Trecho selecionado:

O novo vírus foi confirmado no Ceará e apresenta semelhanças ao causador da Síndrome Respiratória do Oriente Médio
Uma colaboração entre pesquisadores dos estados de São Paulo e do Ceará e da Universidade de Hong Kong resultou na descoberta de um novo coronavírus em morcegos, o primeiro na América do Sul intimamente relacionado ao causador da Síndrome Respiratória do Oriente Médio (MERS, na sigla em inglês). O estudo foi publicado no Journal of Medical Virology.
Segundo os cientistas, ainda não se pode afirmar se ele tem a capacidade de infectar humanos. No entanto, encontrou-se partes da proteína spike do vírus (que se liga à célula de mamífero e inicia a infecção) que sugerem uma potencial interação com o receptor utilizado pelo MERS-CoV. Para saber mais, planeja-se realizar experimentos em Hong Kong ainda este ano. No total, os pesquisadores identificaram sete coronavírus em amostras de cinco morcegos coletadas pelo Laboratório Central de Saúde do Ceará (Lacen), em Fortaleza, destacando a grande diversidade genética de coronavírus encontrada. Os animais pertenciam a duas espécies diferentes (Molossus molossus e Artibeus lituratus), sendo uma insetívora e outra frugívora. Em outro estudo realizado pelos grupos do Lacen-Fortaleza e da Unifesp, foram encontradas variantes de vírus da raiva de saguis-de-tufo-branco (Callithrix jacchus) em morcegos.

Listagem de dados:
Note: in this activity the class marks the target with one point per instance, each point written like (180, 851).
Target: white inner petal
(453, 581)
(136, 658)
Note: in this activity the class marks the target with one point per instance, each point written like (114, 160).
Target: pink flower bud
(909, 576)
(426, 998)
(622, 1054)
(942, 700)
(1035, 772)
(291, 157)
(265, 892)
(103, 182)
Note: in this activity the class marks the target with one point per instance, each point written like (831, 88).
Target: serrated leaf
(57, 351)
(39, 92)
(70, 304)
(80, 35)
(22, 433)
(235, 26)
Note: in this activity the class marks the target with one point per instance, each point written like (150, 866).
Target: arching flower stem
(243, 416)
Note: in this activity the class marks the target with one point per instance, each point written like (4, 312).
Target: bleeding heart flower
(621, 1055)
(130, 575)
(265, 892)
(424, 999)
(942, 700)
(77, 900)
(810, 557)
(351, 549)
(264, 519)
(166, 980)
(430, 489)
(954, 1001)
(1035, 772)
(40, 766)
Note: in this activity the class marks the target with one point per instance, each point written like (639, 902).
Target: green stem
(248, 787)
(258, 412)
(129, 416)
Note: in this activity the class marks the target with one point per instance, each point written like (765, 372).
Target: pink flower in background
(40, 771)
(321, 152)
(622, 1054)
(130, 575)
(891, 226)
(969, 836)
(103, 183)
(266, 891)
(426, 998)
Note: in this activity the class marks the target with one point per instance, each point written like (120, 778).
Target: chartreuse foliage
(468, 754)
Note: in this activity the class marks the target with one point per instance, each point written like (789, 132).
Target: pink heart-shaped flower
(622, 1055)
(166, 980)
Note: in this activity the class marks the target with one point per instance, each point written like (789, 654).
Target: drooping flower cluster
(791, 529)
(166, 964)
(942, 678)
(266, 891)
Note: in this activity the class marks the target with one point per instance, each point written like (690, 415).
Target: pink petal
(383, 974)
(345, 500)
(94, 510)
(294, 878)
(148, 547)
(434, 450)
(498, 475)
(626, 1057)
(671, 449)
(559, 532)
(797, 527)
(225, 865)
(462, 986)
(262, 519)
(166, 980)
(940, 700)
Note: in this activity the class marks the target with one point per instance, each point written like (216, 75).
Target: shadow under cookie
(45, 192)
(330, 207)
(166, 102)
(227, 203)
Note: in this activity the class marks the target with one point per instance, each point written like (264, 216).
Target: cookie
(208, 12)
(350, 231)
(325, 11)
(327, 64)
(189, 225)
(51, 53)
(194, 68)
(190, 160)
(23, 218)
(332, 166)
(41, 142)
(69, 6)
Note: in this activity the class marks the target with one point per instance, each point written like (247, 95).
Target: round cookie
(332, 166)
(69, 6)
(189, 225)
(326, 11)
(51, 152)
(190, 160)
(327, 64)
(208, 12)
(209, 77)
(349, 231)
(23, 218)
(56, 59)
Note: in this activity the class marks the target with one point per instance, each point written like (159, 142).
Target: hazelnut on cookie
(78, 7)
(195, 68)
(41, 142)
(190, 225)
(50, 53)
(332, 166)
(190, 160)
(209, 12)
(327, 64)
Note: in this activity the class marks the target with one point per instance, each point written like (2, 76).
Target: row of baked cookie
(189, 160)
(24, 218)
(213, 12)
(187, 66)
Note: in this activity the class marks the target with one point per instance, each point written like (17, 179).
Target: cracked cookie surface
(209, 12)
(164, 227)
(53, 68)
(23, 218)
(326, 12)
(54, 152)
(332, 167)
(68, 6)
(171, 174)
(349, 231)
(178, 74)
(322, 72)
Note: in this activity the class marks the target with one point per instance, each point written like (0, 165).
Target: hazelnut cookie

Tarefa:
Responda com base no trecho sobre o novo coronavírus em morcegos:
(a) Em qual periódico o estudo foi publicado?
(b) Quantos coronavírus os pesquisadores identificaram, e em amostras de quantos morcegos?
(c) Onde se planeja realizar experimentos ainda este ano?

Resolução:
(a) No Journal of Medical Virology.
(b) Sete coronavírus, em amostras de cinco morcegos.
(c) Em Hong Kong.